> Parts of the exercise:
**1)** From the passage on the New Testament as Scripture, list every number written in digits, in the order it appears.
**2)** In the passage on the New Testament as Scripture, what does the quoted verse from 1 Corinthians 14:37 say a person who thinks himself a prophet or spiritual should acknowledge?
**3)** Retype part of the passage on the New Testament as Scripture, beginning at the words "Second, the Apostles" and stopping after "of the Lord.".

> Provided passage:
-------

Paul quotes from the New Testament, and calls it Scripture.
The same thing is found in the Apostle Peter’s letter, when he is referring to the Epistles of Paul:
2 Peter 3:16-as also in all his epistles, speaking in them of these things, in which are some things hard to understand, which untaught and unstable people twist to their own destruction, as they do also the rest of the Scriptures.
Please notice that Paul refers to the writings of Peter, and classifies them as “Scripture.”
These examples show us that the early church was already recognizing the New Testament Books as “Scripture”.
Second, the Apostles clearly point out that their writings were as authoritative as their own teachings. Notice:
1 Corinthians 14:37-If anyone thinks himself to be a prophet or spiritual, let him acknowledge that the things which I write to you are the commandments of the Lord.

-------

> Provided material:
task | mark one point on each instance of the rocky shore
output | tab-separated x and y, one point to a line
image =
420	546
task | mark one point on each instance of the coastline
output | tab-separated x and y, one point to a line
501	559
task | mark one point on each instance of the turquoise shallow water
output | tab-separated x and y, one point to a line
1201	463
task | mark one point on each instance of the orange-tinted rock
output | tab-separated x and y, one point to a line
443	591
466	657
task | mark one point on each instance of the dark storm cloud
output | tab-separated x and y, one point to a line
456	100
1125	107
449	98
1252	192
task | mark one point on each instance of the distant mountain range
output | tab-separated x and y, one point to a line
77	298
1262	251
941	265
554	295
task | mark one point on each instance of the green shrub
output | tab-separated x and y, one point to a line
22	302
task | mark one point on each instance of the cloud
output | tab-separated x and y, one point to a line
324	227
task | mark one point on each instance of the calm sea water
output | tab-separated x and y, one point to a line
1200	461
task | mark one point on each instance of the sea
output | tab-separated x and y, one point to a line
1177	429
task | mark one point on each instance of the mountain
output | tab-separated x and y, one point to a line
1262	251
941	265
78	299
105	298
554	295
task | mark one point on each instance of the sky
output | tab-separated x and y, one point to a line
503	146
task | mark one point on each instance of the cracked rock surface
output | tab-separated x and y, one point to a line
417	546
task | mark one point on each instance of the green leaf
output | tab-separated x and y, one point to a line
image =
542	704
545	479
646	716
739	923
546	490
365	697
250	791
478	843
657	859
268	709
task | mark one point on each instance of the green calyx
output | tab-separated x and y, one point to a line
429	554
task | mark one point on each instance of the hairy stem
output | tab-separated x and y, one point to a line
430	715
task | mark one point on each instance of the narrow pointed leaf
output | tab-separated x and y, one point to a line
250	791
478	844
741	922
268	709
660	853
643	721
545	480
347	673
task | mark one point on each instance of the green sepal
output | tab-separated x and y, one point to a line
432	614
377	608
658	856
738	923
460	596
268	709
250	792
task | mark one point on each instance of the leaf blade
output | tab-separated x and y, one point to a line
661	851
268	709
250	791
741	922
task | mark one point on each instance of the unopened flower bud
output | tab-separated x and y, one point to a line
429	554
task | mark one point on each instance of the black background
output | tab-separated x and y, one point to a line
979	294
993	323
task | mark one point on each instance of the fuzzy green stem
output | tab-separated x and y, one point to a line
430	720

-------

> Expected responses:
**1)** 2, 3, 16, 1, 14, 37

**2)** That the things written to them are the commandments of the Lord.

**3)**
Second, the Apostles clearly point out that their writings were as authoritative as their own teachings. Notice:
1 Corinthians 14:37-If anyone thinks himself to be a prophet or spiritual, let him acknowledge that the things which I write to you are the commandments of the Lord.